#### TEXTE:
# # #

Fort peu connu en dehors du monde anglo-saxon, le chef d’orchestre John Wilson et son John Wilson Orchestra sont des stars au Royaume-Uni. Baguette virtuose mais surtout spécialiste des répertoires des musiques de films et des comédies musicales, le maestro et ses musiciens sont des habitués des BBC Proms où ils se produisent chaque année depuis 2009 ! Pour célébrer ses 10 ans sur la scène du Royal Albert Hall, les artistes offrent une soirée placée sous le thème des grandes musiques des frères Warner de l’âge d’or d’Hollywood. Tout au long de la soirée, le programme fait visiter les grands tubes et les découvertes de compositeurs parfois connus comme Erich Wolfgang Korngold, Max Steiner, Dimitri Tiomkin, Meredith Wilson, ou moins connus comme Jule Styne, Sammy Fain ou encore Bronislaw Kaper. Toutes ces musiques sont magnifiquement écrites et sont sublimées par les musiciens, renforcés des Maida Vale Singers et d’un quatuor de chanteurs : Mikaela Bennett, Louise Daerman, Kate Lindsey et Matt Ford. Parfait styliste, John Wilson est un maître de cérémonie des plus parfaits. Le public lui fait un véritable triomphe !

# # #

#### LIGNES:
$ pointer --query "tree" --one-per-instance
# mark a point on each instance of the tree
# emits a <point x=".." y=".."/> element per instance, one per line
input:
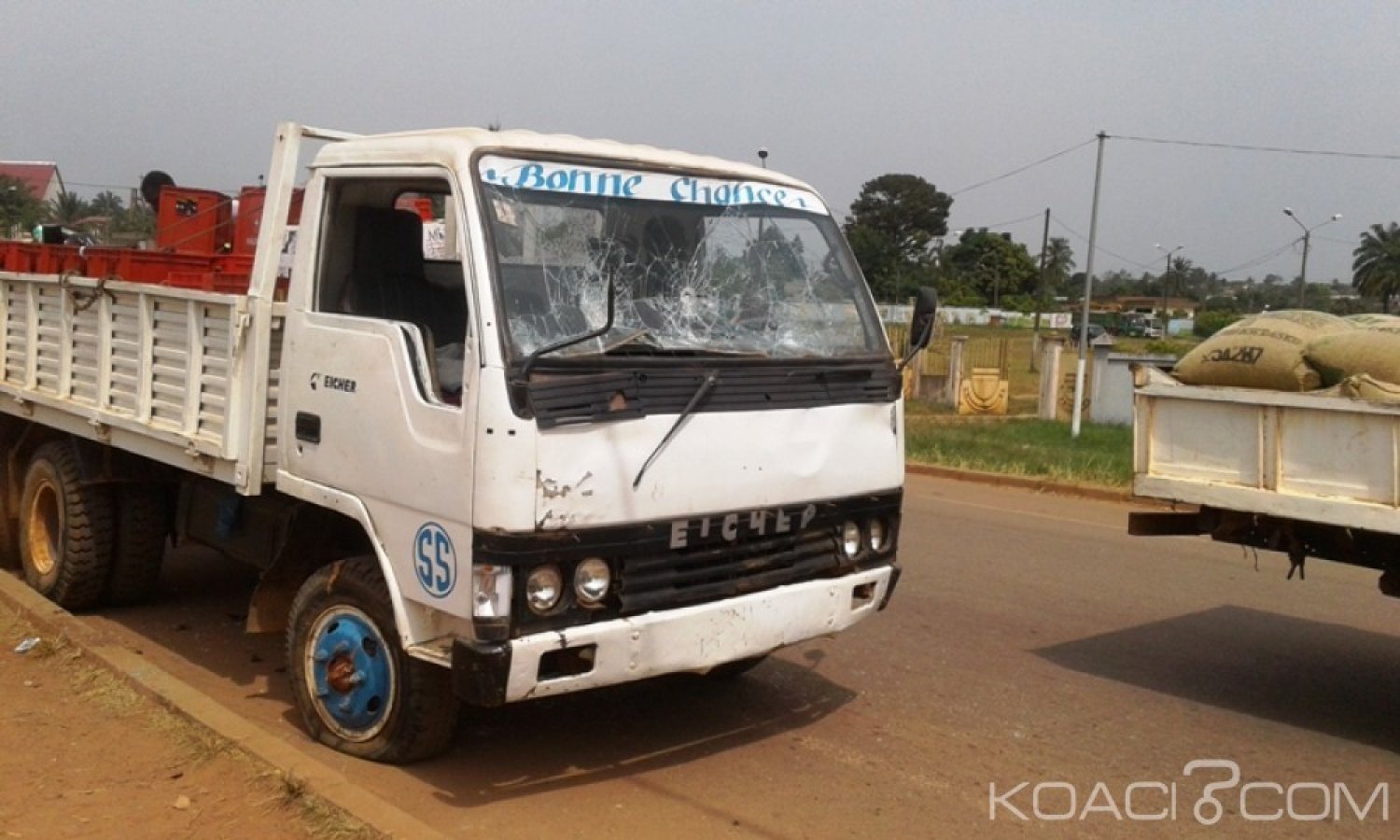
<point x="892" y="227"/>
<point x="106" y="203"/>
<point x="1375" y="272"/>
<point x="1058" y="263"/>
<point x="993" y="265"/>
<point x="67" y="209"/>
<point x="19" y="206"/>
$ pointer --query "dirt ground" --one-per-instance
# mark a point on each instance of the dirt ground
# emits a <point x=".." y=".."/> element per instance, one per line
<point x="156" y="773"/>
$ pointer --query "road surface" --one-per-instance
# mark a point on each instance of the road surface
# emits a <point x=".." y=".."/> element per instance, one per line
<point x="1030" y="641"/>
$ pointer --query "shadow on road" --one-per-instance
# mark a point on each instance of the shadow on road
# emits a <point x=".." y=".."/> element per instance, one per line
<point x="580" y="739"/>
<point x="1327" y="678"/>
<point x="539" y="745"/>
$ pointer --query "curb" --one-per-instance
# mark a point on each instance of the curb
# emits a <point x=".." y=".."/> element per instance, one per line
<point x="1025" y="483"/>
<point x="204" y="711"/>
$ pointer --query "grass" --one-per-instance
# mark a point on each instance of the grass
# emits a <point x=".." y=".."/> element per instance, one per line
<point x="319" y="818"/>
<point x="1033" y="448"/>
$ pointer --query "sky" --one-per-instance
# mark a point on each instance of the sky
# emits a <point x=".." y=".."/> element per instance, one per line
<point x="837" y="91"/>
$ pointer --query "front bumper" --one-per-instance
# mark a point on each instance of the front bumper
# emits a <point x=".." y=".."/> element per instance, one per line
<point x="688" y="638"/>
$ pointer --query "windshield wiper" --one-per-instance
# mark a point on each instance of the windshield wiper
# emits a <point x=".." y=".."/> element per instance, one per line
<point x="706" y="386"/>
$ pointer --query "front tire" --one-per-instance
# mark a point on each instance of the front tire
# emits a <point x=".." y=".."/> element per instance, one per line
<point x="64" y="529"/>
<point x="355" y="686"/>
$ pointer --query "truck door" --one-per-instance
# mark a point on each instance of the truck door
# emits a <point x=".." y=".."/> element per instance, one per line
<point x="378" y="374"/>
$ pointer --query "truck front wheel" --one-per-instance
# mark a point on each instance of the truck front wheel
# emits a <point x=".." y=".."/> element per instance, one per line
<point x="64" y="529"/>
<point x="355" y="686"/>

# # #

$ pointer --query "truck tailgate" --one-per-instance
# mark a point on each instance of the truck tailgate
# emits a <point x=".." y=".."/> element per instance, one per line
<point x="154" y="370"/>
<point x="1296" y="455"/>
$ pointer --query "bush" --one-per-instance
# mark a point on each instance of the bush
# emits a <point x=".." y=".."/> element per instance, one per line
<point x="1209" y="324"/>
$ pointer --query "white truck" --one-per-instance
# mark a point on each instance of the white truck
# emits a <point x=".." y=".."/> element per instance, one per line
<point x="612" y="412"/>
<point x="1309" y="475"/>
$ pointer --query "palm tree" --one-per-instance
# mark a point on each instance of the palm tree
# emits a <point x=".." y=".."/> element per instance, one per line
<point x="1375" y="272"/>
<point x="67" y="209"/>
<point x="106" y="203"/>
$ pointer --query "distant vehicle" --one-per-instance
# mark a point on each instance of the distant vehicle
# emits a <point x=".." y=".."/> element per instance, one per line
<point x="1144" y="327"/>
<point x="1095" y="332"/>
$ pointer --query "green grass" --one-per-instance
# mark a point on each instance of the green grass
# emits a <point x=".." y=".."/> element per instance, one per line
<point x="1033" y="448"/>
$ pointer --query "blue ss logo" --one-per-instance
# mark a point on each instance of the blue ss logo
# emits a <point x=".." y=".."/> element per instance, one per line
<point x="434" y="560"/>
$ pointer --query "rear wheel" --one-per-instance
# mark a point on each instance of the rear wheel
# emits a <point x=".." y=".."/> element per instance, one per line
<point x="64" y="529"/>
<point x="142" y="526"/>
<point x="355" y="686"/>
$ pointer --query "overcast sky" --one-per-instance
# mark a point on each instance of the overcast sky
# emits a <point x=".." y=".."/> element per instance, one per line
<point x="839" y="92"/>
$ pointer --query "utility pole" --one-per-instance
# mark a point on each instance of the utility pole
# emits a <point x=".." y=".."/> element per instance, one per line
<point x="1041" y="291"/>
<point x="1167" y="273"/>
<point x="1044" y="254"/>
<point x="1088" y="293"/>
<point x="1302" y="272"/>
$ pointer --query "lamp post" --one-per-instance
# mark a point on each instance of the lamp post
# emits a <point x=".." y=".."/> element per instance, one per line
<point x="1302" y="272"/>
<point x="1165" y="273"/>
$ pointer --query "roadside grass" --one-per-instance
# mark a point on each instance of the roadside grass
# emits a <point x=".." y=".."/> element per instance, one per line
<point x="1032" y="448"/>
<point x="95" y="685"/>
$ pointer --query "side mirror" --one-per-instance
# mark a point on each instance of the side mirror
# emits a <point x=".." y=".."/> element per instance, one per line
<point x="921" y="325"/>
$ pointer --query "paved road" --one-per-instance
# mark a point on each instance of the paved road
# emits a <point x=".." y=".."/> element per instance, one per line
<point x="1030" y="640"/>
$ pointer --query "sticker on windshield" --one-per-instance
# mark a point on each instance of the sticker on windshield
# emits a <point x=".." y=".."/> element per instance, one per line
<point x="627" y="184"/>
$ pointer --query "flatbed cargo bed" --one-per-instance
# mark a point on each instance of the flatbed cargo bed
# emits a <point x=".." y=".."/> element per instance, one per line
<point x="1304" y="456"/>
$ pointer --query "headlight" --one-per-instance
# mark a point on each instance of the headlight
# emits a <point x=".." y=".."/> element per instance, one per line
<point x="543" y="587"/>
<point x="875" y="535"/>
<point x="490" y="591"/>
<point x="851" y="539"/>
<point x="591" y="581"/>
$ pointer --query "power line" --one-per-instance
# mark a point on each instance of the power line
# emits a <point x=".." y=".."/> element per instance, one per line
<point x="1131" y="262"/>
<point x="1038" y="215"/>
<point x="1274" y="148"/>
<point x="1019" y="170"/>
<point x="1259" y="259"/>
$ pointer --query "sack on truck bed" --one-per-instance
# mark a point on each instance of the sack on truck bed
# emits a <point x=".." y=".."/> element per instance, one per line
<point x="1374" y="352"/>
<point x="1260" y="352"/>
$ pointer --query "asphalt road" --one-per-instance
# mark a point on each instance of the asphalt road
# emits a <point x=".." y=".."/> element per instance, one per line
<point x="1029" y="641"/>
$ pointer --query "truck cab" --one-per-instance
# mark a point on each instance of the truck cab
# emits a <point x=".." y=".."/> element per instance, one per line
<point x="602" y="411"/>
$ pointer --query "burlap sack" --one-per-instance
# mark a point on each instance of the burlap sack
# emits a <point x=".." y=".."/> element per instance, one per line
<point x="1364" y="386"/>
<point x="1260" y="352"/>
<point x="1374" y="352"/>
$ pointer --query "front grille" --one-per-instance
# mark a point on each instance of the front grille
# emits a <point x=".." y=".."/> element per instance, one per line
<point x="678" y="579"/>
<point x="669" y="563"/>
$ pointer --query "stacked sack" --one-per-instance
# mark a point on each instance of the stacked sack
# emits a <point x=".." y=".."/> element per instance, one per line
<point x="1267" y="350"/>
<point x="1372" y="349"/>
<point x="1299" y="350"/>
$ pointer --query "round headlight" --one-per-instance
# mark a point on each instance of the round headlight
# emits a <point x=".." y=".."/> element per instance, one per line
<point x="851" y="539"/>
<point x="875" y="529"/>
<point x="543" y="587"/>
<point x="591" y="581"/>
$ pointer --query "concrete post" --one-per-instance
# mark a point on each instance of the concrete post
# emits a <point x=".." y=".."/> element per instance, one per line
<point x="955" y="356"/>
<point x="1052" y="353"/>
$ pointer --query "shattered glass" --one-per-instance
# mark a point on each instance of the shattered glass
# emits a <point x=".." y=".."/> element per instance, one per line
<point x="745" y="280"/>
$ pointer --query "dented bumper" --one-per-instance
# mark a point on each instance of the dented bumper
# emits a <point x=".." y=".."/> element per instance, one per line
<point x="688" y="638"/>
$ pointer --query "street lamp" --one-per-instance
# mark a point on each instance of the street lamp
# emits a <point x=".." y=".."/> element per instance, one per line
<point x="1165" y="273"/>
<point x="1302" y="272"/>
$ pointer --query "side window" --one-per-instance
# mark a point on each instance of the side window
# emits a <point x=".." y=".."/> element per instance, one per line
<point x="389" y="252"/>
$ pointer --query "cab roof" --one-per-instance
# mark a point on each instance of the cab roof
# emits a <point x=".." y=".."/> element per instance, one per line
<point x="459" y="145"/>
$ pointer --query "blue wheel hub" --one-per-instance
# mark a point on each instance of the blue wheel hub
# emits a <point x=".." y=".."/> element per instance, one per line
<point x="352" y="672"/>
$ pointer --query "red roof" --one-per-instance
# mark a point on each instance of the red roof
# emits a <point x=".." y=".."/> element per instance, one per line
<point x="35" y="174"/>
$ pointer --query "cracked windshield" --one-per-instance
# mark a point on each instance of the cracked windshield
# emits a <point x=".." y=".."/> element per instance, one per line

# # #

#### TRAVAIL À FAIRE:
1. Les affirmations (a), (b) et (c) concordent-elles avec le texte sur John Wilson ? Répondez à chacune par oui ou non, en citant mot pour mot le passage qui tranche.
(a) John Wilson et ses musiciens se produisent aux BBC Proms tous les ans depuis 2009.
(b) La soirée célèbre les 20 ans des artistes sur la scène du Royal Albert Hall.
(c) Jule Styne figure parmi les compositeurs connus du programme.
2. Pourriez-vous prolonger le texte sur John Wilson à partir de sa dernière phrase ?
Vous n'aurez pas besoin des lignes pour ce travail.

#### CORRIGÉ:
1.
(a) Oui : « où ils se produisent chaque année depuis 2009 ».
(b) Non : « Pour célébrer ses 10 ans sur la scène du Royal Albert Hall ».
(c) Non : « ou moins connus comme Jule Styne ».

2.
Changement d’ambiance le lendemain avec la visite annuelle du Philharmonia Orchestra sous la baguette d’Esa-Pekka Salonen dans un programme étrangement classique pour le démiurge finlandais : Brahms, Strauss et Bruckner. Autant dans Brahms que dans Bruckner, Esa-Pekka Salonen se concentre sur le discours musical dans une vision purement instrumentale. Les Variations sur un thème de Haydn sont bien cernées mais trop neutres alors que la Symphonie n°4 de Bruckner peine à retenir l’attention sur sa durée : le brio alternant avec l’ennui. Bruckner n’est pas le compositeur que l’on associe à Salonen ; lors de son mandat au Philharmonique de Los Angeles, il avait gravé une bien décevante lecture de cette même symphonie (Sony). Mais depuis quelques saisons, le chef se plaît à fréquenter quelques-unes des symphonies du Maître de Saint Florian et même à les emmener en tournée. En dépit de la virtuosité des pupitres du Philharmonia avec des cuivres impériaux, ce concert ne marquera pas les esprits. Tout comme avec les interprétations d’Andris Nelsons, un Bruckner purement instrumental montre vite ses limites, en particulier dans une symphonie aussi narrative que cette n°4. Points d’ombres sorties des paysages montagnards tourmentés, mais lecture très équilibrée des thèmes et qui tente de magnifier la beauté du contrepoint. Les deux derniers mouvements, plus pétaradants, font feu de tout bois, mais le mouvement lent “andante, quasi allegretto” est bien ennuyeux alors que le “bewegt, nicht zu schnell” manque d’unité et surtout de transcendance. 

Notons un incident de concert : Esa-Pekka Salonen du recommencer la Symphonie n°4 dont le début fut pertubé par des vociférations d'énergumènes rapidement sortis du Royal Albert Hall par la sécurité.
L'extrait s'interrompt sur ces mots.